[Collected data entries]
□ □ □ □

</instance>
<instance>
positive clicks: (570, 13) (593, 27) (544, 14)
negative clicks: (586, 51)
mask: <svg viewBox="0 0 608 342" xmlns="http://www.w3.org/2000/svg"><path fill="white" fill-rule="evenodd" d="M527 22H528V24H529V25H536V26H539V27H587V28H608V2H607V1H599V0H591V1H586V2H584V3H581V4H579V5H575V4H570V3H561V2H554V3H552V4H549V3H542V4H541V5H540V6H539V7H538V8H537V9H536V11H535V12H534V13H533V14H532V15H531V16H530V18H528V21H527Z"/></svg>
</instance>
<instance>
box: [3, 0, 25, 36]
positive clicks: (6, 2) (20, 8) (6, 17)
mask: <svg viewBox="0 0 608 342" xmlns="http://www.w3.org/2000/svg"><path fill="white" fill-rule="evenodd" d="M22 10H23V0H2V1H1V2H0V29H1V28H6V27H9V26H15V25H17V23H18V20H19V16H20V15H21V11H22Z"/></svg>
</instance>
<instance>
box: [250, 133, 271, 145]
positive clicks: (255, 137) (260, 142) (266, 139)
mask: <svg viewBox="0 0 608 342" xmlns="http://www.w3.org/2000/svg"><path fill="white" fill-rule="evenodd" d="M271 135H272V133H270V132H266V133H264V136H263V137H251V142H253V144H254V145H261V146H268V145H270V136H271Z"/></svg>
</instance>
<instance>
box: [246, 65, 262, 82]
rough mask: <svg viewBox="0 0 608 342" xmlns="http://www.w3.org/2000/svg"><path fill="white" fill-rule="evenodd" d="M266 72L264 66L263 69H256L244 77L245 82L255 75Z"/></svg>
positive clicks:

□ □ □ □

* Work to be completed *
Please reproduce every one of the entries above, line for line, without changing anything.

* Answer to the problem *
</instance>
<instance>
positive clicks: (570, 13) (593, 27) (544, 14)
negative clicks: (586, 51)
mask: <svg viewBox="0 0 608 342" xmlns="http://www.w3.org/2000/svg"><path fill="white" fill-rule="evenodd" d="M527 22H528V24H529V25H536V26H539V27H587V28H608V2H607V1H599V0H591V1H586V2H584V3H581V4H579V5H575V4H570V3H561V2H554V3H552V4H549V3H542V4H541V5H540V6H539V7H538V8H537V9H536V11H535V12H534V13H533V14H532V15H531V16H530V18H528V21H527Z"/></svg>
</instance>
<instance>
box: [3, 0, 25, 36]
positive clicks: (6, 2) (20, 8) (6, 17)
mask: <svg viewBox="0 0 608 342" xmlns="http://www.w3.org/2000/svg"><path fill="white" fill-rule="evenodd" d="M22 10H23V0H2V1H1V2H0V29H1V28H6V27H9V26H15V25H17V23H18V20H19V16H20V15H21V11H22Z"/></svg>
</instance>
<instance>
box: [250, 133, 271, 145]
positive clicks: (255, 137) (260, 142) (266, 139)
mask: <svg viewBox="0 0 608 342" xmlns="http://www.w3.org/2000/svg"><path fill="white" fill-rule="evenodd" d="M271 135H272V133H270V132H266V133H264V136H263V137H251V142H253V144H254V145H261V146H268V145H270V136H271Z"/></svg>
</instance>
<instance>
box: [246, 65, 262, 82]
rough mask: <svg viewBox="0 0 608 342" xmlns="http://www.w3.org/2000/svg"><path fill="white" fill-rule="evenodd" d="M266 72L264 66L263 69H256L244 77L245 82L255 75Z"/></svg>
positive clicks:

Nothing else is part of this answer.